§ Exercise brief:
Please reproduce each line of the data below exactly as shown.

§ Given data:
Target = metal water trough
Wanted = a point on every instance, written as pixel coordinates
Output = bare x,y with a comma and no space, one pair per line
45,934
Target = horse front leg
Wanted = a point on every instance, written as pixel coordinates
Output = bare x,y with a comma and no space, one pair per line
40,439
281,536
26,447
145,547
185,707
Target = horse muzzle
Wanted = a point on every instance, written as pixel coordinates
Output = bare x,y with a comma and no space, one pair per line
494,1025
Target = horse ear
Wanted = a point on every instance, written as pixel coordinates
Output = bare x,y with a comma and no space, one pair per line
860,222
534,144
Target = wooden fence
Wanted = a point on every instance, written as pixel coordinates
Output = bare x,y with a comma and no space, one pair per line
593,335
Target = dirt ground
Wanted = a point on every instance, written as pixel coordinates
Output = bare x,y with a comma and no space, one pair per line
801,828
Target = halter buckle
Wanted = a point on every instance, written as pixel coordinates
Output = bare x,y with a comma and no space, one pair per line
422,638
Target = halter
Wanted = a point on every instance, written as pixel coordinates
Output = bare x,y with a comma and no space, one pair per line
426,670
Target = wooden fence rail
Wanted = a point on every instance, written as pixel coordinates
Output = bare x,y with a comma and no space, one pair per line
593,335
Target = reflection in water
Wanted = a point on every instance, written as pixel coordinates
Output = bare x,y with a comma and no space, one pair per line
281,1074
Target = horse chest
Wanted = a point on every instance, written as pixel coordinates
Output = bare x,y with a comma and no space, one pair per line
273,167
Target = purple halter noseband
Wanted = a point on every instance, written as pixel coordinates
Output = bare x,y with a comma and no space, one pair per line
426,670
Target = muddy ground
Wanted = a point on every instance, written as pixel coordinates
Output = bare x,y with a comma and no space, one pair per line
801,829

§ Answer for the task:
Target = metal water trough
Wanted = a point on every instance, written as pixel coordinates
Output = bare x,y with a comma and no space, one pair per line
45,934
Target = horse front leg
Wanted = a point on every instance, written as pixel coordinates
Output = bare x,y with a comma and no space, one pair per line
40,439
281,536
26,447
145,547
185,707
Target = horse muzzle
Wanted = a point on every instance, written as pixel coordinates
Output = bare x,y with a comma and no space, one pair per line
494,1025
Target = horse ear
Wanted = a point on every instance, written as pixel coordinates
Output = bare x,y with a comma and no space, one pair per line
860,222
534,144
Target = wooden fence
Wanted = a point on every instance, written as pixel coordinates
Output = bare x,y with a comma and no space, one pair per line
593,335
Target = dirt ground
Wanted = a point on every instance, written as pixel coordinates
Output = bare x,y with a comma and no space, one pair per line
801,828
Target = halter buckle
Wanted = a point on every instance, written as pixel coordinates
Output = bare x,y with a comma and no space, one pair per line
422,638
Target = halter
Wanted = a point on every instance, written as pixel coordinates
Output = bare x,y with a comma and no space, one pair per line
426,670
Target = wooden fence rail
Wanted = a point on every instance, written as pixel coordinates
Output = bare x,y with a comma and no space, one pair per line
593,335
Target = reflection in water
Wanted = a point on every instance, written as pixel coordinates
Output = bare x,y with a comma and no space, one pair per line
281,1074
Target = horse chest
Wanted = a point on every instance, written as pixel coordinates
Output = bare x,y with a comma and no space, one pair per line
273,167
Target = purple halter noseband
Wanted = a point on every instance, written as pixel coordinates
Output = bare x,y with a comma and no space, one pair per line
426,670
Target = muddy ground
Wanted = a point on every instance, written as pixel coordinates
Output = bare x,y with a comma and no space, one pair per line
801,829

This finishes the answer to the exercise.